Reverse transcription was performed using Superscript IV Reverse Transcriptase (Thermo Fisher Scientific). Quantitative RT-PCR was performed with CFX connect Real-Time Detection System (Bio-Rad, CA, USA) using SYBR Green I (Lonza, Basel, Switzerland) and AmpliTaq Gold Polymerase (Thermo Fisher Scientific). A copy number of a gene transcript was obtained by comparison with the amplification of standard DNA samples with known copy numbers and normalized to that of GAPDH. The primer sequences for target genes and GAPDH are shown in Table S2.

Histological analysis

Gastric biopsy samples from the middle region of gastric body were obtained, and the differences in the Updated Sydney System (USS) scores for mucosal atrophy and intestinal metaplasia [12] were analyzed between the AIG and HPG samples. USS scores were graded on a scale of 0 to 3 (none, 0; mild, 1; moderate, 2; and severe, 3).

Immunohistochemistry

Gastric mucosa was freshly obtained and embedded in paraffin following formalin fixation. Sections with a thickness of 2 μm were prepared, and subsequently, deparaffinization, rehydration, and endogenous peroxidase inactivation were performed according to standard procedures. Immunohistochemical staining was performed using antibodies against PNLIP (sc-374612; Santa Cruz Biotechnology, TX, USA), BCL10 (sc-5273; Santa Cruz Biotechnology), NKX2-1/TTF1 (SP141; Roche Diagnostics, Basel, Switzerland), SFTPB (sc-133143; Santa Cruz Biotechnology), and SFTPC (ab90716; Abcam, Cambridge, UK). Stained sections were independently evaluated by two pathologists.

Cell culture

The AGS cell line was purchased from the American Type Culture Collection (ATCC, Manassas, VA, USA). MKN74, MKN1, and GCIY cell lines were purchased from RIKEN BioResource Center (Ibaraki, Japan). To prepare the acidic culture medium (pH 6.5), Dulbecco’s modified Eagle’s medium (DMEM) with high glucose (Sigma-Aldrich, MO, USA) was supplemented with 10 mM PIPES. For the preparation of control culture medium (pH 8.0), DMEM with high glucose and NaHCO₃ (FUJIFILM Wako, Osaka, Japan) was supplemented with 10 mM HEPES. These media were supplemented with 10% fetal bovine serum (FBS) and 1% penicillin/streptomycin (Thermo Fisher Scientific) and were adjusted to their respective pH at 37 °C. The pH of the medium was monitored before and after incubation to confirm that it remained constant throughout the experiment.

(Items from a dataset)
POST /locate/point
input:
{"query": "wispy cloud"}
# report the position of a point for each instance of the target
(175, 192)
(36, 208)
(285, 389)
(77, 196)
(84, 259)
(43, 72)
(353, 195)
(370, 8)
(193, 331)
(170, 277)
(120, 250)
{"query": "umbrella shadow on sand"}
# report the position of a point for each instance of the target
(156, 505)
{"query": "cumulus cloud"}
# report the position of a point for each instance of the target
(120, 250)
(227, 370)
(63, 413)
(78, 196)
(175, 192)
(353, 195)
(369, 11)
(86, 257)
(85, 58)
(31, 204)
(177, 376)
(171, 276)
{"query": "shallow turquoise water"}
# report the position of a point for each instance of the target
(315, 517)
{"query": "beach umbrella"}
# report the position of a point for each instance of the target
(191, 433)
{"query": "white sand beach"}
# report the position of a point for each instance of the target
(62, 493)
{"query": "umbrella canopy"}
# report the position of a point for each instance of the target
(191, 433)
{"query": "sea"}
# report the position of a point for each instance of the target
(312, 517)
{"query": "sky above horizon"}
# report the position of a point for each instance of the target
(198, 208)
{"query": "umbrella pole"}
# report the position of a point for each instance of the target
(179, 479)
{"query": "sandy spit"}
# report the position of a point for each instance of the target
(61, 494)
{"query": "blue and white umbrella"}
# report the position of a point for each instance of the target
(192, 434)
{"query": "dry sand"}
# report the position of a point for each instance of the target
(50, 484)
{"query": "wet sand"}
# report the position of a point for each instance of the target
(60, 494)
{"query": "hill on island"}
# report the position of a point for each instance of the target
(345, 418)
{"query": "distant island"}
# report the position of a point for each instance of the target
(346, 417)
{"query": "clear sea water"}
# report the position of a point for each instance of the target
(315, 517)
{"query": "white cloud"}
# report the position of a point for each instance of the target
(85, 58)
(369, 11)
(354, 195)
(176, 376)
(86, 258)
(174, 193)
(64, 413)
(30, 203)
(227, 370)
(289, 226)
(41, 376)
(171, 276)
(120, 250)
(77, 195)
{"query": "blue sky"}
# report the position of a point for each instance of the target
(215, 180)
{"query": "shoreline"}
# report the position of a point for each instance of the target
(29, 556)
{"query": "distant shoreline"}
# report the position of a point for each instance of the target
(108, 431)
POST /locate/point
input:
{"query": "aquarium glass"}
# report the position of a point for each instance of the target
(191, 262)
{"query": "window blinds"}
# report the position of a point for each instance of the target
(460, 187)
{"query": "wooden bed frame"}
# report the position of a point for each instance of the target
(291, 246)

## Things to do
(A) Check each statement against the methods excerpt and answer yes or no, quoting the words from the excerpt that decide it: (i) Tissue sections for immunohistochemistry were cut 2 μm thick. (ii) The acidic culture medium was supplemented with 10 mM HEPES. (iii) USS scores were graded on a scale from 0 to 5.
(B) Extend the methods excerpt with a few sentences that pick up right after its final sentence about monitoring the medium's pH.

## Answers in order
(A)
(i) Yes: "Sections with a thickness of 2 μm were prepared"
(ii) No: "was supplemented with 10 mM PIPES"
(iii) No: "USS scores were graded on a scale of 0 to 3"

(B)
Results

The clinical characteristics are shown in Table 1 and S1. All AIG cases showed severe mucosal atrophy predominantly from the gastric body to the fundus and showed high anti-PCA titer (> 10 RU/mL) [13]. No significant differences were noted in age and sex between the AIG, HPG, and normal cases analyzed for comprehensive gene expression analysis (Table S3).

AIG displayed a unique gene expression profile from HPG in gastric mucosa

In comprehensive gene expression analyses, several gene transcripts were significantly (P < 0.05) upregulated (more than twofold change: 4219 of 48,858) and downregulated (3,536) in AIG samples, whereas 3,892 gene transcripts were upregulated and 3281 were downregulated in HPG samples (Fig. 2a). Unsupervised cluster analysis using 2500 genes with the greatest SD showed that the AIG and HPG samples were clearly separated from the normal mucosa samples and were further separated into the AIG-enriched cluster and the HPG-enriched cluster (Fig. 2b), indicating a unique expression profile of AIG. In addition, ATP4A was markedly downregulated (Fig. 2a), indicative of parietal cell damage. GAST (gastrin) and PAPPA2 (pappalysin 2), which have been reported to contribute to the development of NET [14], were highly expressed in the AIG samples (Fig. S1). The top 50 differentially expressed gene transcripts in AIG and HPG samples are listed in Tables S4, S5, S6, and S7.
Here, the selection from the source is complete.